ОТРЫВОК ТЕКСТА ▸

На другой день после привоза меня во Внутреннюю тюрьму меня вызвал мент из камеры, соблюдая все по уставу: «Кто здесь на...» он назвал первую букву моей фамилии. Я назвал свою фамилию, и мент без объяснения повел меня сначала по коридору, потом по лестнице вниз и еще по какому-то коридору. В комнате, куда он меня ввел, мент с тремя квадратиками в петлицах сверил мои анкетные данные и велел сесть на стул перед фотоаппаратом. Над моей головой повесили номер из двузначных чисел и сфотографировали en face и в профиль. Был я в овчинном тулупе, из-за отсутствия гребешка вьющиеся волосы перепутались за две недели и сидели на голове копной. Впоследствии я видел эти два снимка в своем «деле» и пришел в ужас, каким разбойником я вышел на этих фотографиях, а они могли решить мою судьбу, так как высшие распорядители судеб подследственных и в глаза меня не видели. Отпечатков пальцев у меня не взяли.

СПИСОК ДАННЫХ ▸
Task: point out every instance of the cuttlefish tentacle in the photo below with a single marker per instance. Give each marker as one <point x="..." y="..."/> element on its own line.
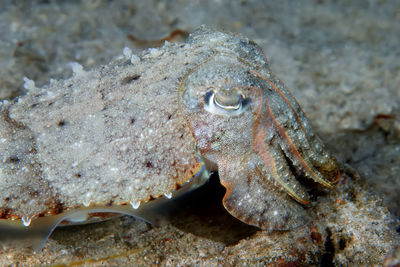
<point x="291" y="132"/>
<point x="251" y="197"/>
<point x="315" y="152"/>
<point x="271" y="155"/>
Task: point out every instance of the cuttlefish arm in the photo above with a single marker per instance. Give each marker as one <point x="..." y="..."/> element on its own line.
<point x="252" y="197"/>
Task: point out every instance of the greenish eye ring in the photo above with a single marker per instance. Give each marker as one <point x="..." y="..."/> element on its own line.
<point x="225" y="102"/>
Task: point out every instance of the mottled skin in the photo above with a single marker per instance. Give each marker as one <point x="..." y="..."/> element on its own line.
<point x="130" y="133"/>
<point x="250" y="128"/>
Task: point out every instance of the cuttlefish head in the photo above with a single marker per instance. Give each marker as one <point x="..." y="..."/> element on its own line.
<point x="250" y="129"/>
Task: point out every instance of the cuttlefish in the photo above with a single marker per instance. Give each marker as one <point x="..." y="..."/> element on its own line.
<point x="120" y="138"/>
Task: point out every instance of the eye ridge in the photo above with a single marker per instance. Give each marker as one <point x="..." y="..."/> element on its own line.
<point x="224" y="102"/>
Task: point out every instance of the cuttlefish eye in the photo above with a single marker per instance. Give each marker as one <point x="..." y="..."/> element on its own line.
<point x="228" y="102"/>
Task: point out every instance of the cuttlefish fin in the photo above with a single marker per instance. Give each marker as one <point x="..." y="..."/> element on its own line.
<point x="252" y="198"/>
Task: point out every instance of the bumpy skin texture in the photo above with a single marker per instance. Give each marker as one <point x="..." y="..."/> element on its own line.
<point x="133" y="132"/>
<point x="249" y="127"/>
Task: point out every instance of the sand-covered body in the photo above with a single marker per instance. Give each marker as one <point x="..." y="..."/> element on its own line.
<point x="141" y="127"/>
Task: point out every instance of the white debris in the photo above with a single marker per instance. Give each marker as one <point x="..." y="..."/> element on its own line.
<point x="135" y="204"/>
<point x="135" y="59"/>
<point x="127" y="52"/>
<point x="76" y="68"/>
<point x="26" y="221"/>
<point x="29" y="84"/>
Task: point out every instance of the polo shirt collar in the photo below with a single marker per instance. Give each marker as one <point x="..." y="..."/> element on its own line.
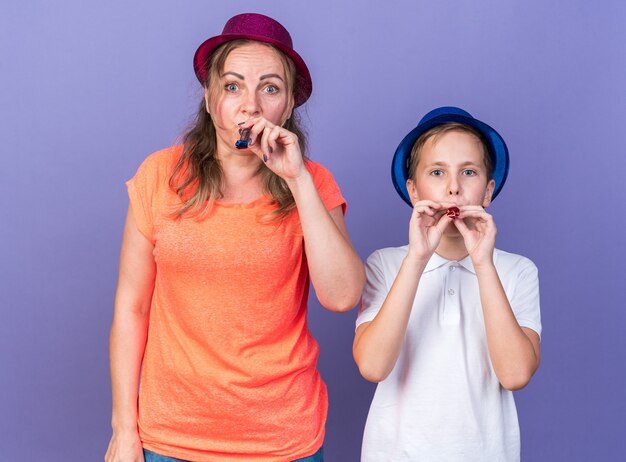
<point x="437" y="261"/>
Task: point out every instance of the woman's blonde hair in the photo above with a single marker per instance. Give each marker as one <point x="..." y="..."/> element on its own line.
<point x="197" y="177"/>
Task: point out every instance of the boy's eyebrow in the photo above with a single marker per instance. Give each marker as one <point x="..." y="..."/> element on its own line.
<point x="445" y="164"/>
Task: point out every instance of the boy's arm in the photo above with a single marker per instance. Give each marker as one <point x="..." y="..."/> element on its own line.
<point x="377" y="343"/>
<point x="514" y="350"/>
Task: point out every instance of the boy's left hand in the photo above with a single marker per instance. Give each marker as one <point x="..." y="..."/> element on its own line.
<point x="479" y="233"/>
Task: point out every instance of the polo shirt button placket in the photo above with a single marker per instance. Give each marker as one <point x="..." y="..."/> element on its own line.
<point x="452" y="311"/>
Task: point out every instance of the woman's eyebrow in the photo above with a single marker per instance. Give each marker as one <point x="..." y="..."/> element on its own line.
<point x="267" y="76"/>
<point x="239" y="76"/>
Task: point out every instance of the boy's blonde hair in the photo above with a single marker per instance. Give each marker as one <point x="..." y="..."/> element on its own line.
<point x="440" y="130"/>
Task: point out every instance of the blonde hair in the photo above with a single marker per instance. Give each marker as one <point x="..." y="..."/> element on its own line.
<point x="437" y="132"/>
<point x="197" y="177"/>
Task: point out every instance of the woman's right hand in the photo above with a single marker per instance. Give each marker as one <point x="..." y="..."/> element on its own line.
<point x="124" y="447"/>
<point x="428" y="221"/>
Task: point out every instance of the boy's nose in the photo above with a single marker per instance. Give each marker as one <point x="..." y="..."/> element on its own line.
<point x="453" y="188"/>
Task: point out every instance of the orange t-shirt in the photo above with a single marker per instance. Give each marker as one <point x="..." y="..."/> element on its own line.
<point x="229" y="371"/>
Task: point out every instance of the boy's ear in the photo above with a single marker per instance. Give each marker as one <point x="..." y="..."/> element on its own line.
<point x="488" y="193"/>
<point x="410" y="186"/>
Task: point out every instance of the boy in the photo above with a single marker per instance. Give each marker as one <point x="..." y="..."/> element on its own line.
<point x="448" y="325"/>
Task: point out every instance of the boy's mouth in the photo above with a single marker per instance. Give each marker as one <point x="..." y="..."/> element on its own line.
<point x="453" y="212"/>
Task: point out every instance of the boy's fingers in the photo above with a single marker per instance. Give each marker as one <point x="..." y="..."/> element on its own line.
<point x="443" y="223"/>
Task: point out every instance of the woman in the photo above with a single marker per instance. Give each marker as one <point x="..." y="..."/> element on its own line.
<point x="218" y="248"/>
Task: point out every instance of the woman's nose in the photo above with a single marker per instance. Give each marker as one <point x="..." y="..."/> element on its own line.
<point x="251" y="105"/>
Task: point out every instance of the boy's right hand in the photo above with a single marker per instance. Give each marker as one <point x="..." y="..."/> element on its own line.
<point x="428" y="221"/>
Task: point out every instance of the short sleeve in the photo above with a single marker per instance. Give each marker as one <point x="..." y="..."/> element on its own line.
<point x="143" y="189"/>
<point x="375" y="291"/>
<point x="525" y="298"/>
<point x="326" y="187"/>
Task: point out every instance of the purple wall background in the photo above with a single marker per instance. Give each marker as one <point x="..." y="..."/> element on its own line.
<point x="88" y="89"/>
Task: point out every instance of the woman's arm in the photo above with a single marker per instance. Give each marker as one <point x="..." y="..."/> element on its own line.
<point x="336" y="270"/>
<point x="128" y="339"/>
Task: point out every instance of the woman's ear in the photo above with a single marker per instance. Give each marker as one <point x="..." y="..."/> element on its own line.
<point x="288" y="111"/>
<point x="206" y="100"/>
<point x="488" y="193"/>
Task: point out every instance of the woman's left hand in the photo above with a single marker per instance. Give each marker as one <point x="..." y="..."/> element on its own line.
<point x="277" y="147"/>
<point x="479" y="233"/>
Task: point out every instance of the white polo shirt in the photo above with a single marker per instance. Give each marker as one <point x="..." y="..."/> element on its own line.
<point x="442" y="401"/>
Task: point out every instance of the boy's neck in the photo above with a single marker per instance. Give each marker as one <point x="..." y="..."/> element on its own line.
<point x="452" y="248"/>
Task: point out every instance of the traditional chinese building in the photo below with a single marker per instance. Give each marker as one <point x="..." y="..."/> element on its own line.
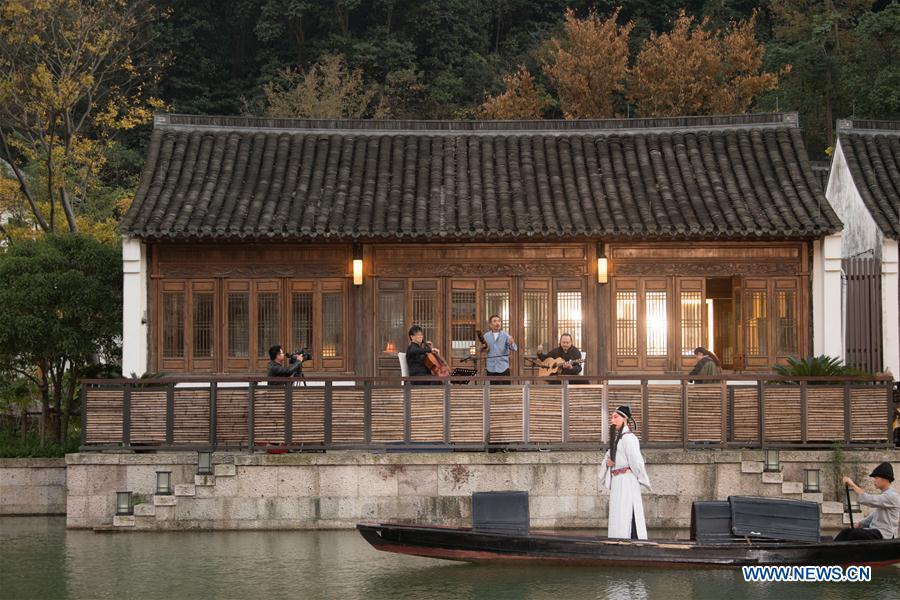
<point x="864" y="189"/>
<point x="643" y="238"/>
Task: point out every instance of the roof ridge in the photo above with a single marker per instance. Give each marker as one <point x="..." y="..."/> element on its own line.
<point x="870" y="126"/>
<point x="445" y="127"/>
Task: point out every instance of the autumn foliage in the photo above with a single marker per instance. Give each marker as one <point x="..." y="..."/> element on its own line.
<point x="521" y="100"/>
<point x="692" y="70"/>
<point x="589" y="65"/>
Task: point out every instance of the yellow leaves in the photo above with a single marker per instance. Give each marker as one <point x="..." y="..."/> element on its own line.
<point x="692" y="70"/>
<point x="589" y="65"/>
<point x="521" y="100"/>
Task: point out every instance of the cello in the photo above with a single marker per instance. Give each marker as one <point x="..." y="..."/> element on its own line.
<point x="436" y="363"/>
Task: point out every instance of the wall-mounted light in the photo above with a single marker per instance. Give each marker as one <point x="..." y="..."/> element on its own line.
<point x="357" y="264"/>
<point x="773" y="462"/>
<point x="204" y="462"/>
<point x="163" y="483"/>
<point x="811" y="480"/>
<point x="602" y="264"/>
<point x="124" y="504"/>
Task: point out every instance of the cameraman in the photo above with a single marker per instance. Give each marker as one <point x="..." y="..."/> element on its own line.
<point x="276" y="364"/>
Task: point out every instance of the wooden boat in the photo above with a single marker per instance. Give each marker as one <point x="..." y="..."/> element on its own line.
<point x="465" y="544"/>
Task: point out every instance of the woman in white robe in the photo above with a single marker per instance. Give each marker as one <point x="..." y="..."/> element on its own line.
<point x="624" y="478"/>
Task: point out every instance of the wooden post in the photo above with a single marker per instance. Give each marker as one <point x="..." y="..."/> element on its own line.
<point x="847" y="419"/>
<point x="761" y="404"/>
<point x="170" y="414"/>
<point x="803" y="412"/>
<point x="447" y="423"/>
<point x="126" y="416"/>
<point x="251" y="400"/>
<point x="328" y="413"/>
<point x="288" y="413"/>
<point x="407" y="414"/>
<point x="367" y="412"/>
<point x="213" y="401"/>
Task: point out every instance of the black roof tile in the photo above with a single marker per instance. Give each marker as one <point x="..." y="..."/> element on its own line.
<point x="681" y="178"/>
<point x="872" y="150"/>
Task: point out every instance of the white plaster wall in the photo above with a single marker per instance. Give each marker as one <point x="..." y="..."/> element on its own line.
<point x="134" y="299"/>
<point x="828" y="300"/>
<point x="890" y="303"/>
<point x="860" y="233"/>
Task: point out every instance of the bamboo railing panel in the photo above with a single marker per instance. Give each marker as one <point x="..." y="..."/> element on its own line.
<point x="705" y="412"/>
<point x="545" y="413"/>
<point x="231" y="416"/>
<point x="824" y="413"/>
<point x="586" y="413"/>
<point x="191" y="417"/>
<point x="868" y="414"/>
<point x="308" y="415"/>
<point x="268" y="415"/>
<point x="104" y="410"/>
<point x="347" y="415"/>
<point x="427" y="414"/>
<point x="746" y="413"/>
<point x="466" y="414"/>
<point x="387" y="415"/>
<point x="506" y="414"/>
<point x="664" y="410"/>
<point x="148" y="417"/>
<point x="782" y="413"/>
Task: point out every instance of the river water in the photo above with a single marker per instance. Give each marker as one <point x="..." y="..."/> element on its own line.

ЧТО СДЕЛАТЬ ▸
A) Перепишите часть рассказа о Внутренней тюрьме, которая начинается словами «На другой день» и заканчивается словами «меня не взяли.», поменяв «мент» на «надзиратель».
B) Согласуются ли с рассказом о Внутренней тюрьме следующие утверждения? Ответьте «да» или «нет» на каждое и приведите решающие слова текста.
(i) У рассказчика сняли отпечатки пальцев.
(ii) Рассказчика сфотографировали анфас и в профиль.
(iii) Над головой рассказчика повесили номер из трехзначных чисел.
C) Напишите продолжение рассказа о Внутренней тюрьме, начав сразу после его последнего предложения.
Записи — отдельный материал, не связанный с текстом.

ОТВЕТЫ ▸
A)
На другой день после привоза меня во Внутреннюю тюрьму меня вызвал надзиратель из камеры, соблюдая все по уставу: «Кто здесь на...» он назвал первую букву моей фамилии. Я назвал свою фамилию, и надзиратель без объяснения повел меня сначала по коридору, потом по лестнице вниз и еще по какому-то коридору. В комнате, куда он меня ввел, надзиратель с тремя квадратиками в петлицах сверил мои анкетные данные и велел сесть на стул перед фотоаппаратом. Над моей головой повесили номер из двузначных чисел и сфотографировали en face и в профиль. Был я в овчинном тулупе, из-за отсутствия гребешка вьющиеся волосы перепутались за две недели и сидели на голове копной. Впоследствии я видел эти два снимка в своем «деле» и пришел в ужас, каким разбойником я вышел на этих фотографиях, а они могли решить мою судьбу, так как высшие распорядители судеб подследственных и в глаза меня не видели. Отпечатков пальцев у меня не взяли.

B)
(i) Нет: «Отпечатков пальцев у меня не взяли.»
(ii) Да: «сфотографировали en face и в профиль».
(iii) Нет: «Над моей головой повесили номер из двузначных чисел».

C)
Тот же мент отвел меня обратно в камеру, где все были удивлены вызовом меня в неурочное время. Долго сидевшие арестанты считали самым спокойным временем с 6 утра до 12 часов дня, когда никого не вызывали на допросы. Но и на допрос меня вызвали в неурочное время, часов около 11 утра, через неделю после привоза меня в Москву. Со всеми соблюдениями устава конвойной службы, вооруженный мент на этот раз вывел меня во двор через ту же самую дверь, где висела вывеска тюрьмы, провел через двор и по шикарной лестнице в здании, где помещался зал заседаний коллегии ОГПУ, доставил в большую комнату на четвертом этаже, с большими окнами без решеток, довольно тесно заставленную столами, за которыми сидели чины ОГПУ в форме и в гражданской одежде. Две машинистки неистово стучали на пишущих машинках под диктовку присевших к ним, очевидно, следователей. Мент усадил меня на стул у двери и ушел.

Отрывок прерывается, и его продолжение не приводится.